* [What this exercise asks]
[1] According to the Rooyakker article, at which of the defendant's offices were the plaintiffs offered jobs when the Gaylord office closed?
[2] Decide whether each statement agrees with the Rooyakker article, answering yes or no and quoting the deciding words: (a) The defendant drafted the "Practice Staff-Relationship Agreement." (b) The plaintiffs accepted jobs at the defendant's Traverse City office. (c) The decision was released for publication on 6/26/07.
[3] Carry on the Rooyakker article from the point where it stops.

* [Page excerpt]

......

Former Employees Barred From Soliciting Firm’s Clients Despite Office Closing
The Michigan Court of Appeals, in Rooyakker & Sitz, PLLC, et. al. v Plante & Moran, PLLC, et al., (No. 273173, Rel’d for publication 6/26/07), 2007 WL 1429691, held that an agreement prohibiting client solicitation is valid, even when an employer closes a local branch of its company.
This is an important development since the appellate court is continuing to broaden the definition of “reasonableness” in relation to restrictive covenants within employment agreements.
The defendant in Rooyakker is a national accounting and business firm that had an office in Gaylord. As a condition of the plaintiffs’ employment, each signed a “Practice Staff-Relationship Agreement,” which was drafted by the defendant, and contained a client solicitation and an arbitration clause.
The clause precluded staff members, after termination, from “directly or indirectly, rendering professional accounting, tax, consulting or any other service provided by the firm to any firm client.” In the event of a breach, former staff members were required to pay the defendant an amount equal to or greater than the billings to such client by the defendant in the 12-months following termination or the average annual billings to the client by the defendant.
When the defendant firm closed its Gaylord office, the plaintiffs were all offered a job at the defendant’s Traverse City office. However, the plaintiffs decided to remain in Gaylord, terminate their employment with the defendant and open their own office. Thereafter, several of the defendant’s Gaylord clients hired the plaintiffs to provide accounting and tax services.

......

* [Stored data]
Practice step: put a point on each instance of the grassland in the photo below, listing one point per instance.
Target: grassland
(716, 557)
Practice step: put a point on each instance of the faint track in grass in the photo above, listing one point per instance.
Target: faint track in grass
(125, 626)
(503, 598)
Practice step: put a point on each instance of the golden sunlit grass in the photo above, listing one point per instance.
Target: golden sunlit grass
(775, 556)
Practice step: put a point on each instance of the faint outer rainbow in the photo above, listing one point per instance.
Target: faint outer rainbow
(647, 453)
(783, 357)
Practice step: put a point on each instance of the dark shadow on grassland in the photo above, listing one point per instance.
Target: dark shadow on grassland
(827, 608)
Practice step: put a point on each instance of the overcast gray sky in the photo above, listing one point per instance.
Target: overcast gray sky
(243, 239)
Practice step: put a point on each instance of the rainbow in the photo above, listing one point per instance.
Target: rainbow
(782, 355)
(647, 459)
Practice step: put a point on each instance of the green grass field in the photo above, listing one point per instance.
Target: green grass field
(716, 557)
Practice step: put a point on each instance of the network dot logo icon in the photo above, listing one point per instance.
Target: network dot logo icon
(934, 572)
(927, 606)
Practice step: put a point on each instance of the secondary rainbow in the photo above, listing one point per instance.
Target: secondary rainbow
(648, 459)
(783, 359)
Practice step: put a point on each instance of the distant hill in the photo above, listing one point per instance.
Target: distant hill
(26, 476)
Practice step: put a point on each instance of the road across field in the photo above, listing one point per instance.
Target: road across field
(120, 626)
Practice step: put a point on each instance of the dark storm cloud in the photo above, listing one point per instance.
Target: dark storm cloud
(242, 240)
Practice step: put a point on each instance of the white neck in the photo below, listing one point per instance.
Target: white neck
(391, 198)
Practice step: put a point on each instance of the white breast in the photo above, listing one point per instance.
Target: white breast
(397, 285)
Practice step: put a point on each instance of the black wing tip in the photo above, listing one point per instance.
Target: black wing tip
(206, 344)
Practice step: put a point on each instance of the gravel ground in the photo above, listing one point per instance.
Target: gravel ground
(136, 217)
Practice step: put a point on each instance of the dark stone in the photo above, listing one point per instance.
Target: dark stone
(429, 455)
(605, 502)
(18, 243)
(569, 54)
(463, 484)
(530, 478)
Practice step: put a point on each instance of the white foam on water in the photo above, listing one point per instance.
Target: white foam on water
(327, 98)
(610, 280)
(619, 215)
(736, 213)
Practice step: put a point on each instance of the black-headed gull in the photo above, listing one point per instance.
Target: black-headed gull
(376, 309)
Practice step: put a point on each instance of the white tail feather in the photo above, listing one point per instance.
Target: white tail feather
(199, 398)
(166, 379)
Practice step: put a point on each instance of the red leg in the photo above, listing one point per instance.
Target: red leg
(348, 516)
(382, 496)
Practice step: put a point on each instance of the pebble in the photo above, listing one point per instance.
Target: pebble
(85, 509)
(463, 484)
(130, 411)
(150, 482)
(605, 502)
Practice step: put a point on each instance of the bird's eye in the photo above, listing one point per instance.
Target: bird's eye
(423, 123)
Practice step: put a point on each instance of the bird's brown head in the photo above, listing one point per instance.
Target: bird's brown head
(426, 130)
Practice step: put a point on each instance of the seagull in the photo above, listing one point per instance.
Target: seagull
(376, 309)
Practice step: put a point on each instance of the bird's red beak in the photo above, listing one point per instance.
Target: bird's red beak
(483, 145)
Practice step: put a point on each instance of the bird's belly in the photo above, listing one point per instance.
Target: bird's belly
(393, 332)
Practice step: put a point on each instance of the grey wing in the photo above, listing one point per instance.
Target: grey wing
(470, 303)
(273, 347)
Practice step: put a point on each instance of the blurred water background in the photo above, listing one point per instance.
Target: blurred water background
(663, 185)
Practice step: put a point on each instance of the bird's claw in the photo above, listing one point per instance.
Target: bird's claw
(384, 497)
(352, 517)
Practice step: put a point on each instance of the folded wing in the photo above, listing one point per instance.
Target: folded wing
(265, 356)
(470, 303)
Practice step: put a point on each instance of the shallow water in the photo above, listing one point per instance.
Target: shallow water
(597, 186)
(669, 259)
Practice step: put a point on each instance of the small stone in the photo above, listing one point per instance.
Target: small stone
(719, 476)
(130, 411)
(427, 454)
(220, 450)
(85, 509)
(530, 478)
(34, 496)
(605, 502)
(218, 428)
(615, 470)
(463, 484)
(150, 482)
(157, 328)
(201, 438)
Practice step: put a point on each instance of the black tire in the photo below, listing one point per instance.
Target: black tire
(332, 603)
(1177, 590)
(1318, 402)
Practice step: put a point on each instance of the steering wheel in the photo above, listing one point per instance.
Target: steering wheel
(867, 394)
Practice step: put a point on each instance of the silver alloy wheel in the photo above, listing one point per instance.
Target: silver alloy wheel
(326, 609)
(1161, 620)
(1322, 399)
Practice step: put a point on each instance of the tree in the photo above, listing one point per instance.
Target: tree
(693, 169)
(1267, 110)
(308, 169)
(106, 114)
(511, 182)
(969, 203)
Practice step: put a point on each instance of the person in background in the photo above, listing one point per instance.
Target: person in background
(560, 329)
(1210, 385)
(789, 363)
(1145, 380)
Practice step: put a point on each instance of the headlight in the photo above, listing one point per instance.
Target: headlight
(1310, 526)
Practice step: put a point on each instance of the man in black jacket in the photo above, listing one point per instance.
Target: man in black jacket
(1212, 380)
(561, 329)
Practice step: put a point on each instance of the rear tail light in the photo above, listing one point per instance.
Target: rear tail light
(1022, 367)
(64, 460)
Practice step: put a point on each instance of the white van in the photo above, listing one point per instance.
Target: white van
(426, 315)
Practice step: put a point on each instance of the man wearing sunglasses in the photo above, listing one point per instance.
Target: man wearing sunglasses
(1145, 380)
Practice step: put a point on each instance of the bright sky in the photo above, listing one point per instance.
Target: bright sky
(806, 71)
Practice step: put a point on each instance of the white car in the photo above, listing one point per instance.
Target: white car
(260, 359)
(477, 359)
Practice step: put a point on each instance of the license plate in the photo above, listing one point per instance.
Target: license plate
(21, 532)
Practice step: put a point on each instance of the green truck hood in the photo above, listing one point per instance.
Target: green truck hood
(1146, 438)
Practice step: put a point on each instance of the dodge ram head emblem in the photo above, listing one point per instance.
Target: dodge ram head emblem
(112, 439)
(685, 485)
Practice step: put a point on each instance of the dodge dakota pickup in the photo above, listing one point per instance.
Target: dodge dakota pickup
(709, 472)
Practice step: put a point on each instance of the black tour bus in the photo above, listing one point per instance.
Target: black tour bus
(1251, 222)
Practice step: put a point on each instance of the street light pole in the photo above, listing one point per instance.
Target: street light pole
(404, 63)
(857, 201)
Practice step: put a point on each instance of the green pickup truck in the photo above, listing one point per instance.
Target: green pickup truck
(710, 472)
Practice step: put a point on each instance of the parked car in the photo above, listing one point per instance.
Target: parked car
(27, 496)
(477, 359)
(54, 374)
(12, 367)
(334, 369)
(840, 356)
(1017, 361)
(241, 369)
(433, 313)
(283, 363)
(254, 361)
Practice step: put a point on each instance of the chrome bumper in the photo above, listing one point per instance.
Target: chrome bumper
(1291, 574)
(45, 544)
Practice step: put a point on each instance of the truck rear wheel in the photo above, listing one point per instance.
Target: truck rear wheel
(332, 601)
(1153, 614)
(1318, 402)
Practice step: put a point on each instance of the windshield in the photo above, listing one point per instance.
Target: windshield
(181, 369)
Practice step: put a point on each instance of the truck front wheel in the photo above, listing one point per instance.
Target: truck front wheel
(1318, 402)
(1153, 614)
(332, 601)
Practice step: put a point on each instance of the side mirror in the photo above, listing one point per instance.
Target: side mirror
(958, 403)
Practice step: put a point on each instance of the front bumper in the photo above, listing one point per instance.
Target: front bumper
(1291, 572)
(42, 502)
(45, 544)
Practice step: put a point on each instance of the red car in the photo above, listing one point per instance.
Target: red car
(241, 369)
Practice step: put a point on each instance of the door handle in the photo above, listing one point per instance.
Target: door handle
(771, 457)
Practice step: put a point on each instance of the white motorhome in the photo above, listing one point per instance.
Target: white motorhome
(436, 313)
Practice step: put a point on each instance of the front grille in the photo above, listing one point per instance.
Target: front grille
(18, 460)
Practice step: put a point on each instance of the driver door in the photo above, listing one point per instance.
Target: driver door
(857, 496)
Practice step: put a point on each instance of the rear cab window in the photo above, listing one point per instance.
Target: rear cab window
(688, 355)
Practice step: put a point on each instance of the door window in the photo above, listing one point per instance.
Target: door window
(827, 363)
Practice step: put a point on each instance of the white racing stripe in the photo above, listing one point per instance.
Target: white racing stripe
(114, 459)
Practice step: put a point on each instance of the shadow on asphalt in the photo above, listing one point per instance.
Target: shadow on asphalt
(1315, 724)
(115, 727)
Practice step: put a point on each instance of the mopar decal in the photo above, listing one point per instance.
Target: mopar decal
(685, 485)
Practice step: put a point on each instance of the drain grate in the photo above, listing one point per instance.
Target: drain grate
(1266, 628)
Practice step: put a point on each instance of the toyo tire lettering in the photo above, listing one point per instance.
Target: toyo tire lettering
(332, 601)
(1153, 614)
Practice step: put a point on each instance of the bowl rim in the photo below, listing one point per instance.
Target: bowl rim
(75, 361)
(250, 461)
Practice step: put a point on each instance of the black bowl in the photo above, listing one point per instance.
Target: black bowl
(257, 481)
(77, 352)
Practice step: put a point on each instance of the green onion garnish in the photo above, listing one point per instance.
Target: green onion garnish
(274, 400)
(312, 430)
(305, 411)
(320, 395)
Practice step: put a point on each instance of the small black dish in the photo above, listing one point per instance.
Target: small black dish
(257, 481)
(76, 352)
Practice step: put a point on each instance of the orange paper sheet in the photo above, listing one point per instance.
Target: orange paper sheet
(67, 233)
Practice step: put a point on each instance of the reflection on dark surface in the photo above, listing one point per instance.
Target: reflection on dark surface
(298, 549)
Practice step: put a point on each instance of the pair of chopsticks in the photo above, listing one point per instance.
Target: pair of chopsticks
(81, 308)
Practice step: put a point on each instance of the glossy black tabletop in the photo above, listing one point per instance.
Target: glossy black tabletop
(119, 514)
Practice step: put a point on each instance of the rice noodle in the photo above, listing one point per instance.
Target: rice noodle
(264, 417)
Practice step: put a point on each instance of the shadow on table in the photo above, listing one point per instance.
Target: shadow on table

......

* [Per-task outputs]
[1] The Traverse City office.

[2]
(a) Yes: "which was drafted by the defendant"
(b) No: "the plaintiffs decided to remain in Gaylord, terminate their employment with the defendant and open their own office"
(c) Yes: "Rel’d for publication 6/26/07"

[3]
The defendant then initiated arbitration proceedings against the plaintiffs for violation of the client solicitation clause contained within the employment agreement. The plaintiffs responded by filing suit seeking a declaration that the Practice-Staff Relationship Agreement was unreasonable and unenforceable.
The defendant countered that the claims arising out of the agreement must be arbitrated. The plaintiffs then moved for summary disposition contending that the parties agreement was unenforceable because the client solicitation clause violated Michigan’s Anti-Trust Reform Act (MARA), MCL 445.771 et seq., and because its purpose had been frustrated by the closing of the defendant’s Gaylord office. The trial court granted summary disposition in favor of the defendants, and the plaintiffs appealed.
On appeal, the plaintiffs alleged that the agreement’s client solicitation clause was actually a covenant not to compete, which violated Section 2 of the MARA, and therefore, was unenforceable.
The appellate court found that because the parties expressly agreed to arbitrate all claims arising out of the contract and that the issue of whether the client’s solicitation clause violated MARA was a dispute arising from the contract, the issue, by the parties’ own agreement, was subject to arbitration.
The court went further and indicated that the “client solicitation clause” itself did not violate MARA, because it was reasonable in relation to the defendant’s competitive business interests. Specifically, the court relied on the recent case of St. Clair Medical, PC v Borgiel, 270 Mich App; 715 NW2d 914 (2006), in which an agreement precluded an employee from practicing medicine within seven miles of a clinic for one year following the employee’s termination was upheld as being reasonable.
Specifically, the court noted that “[t]o be reasonable in relation to an employer’s competitive business interest, a restrictive covenant must protect against the employee's gaining some unfair advantage in competition with the employer, but not prohibit the employee from using general knowledge or skill.”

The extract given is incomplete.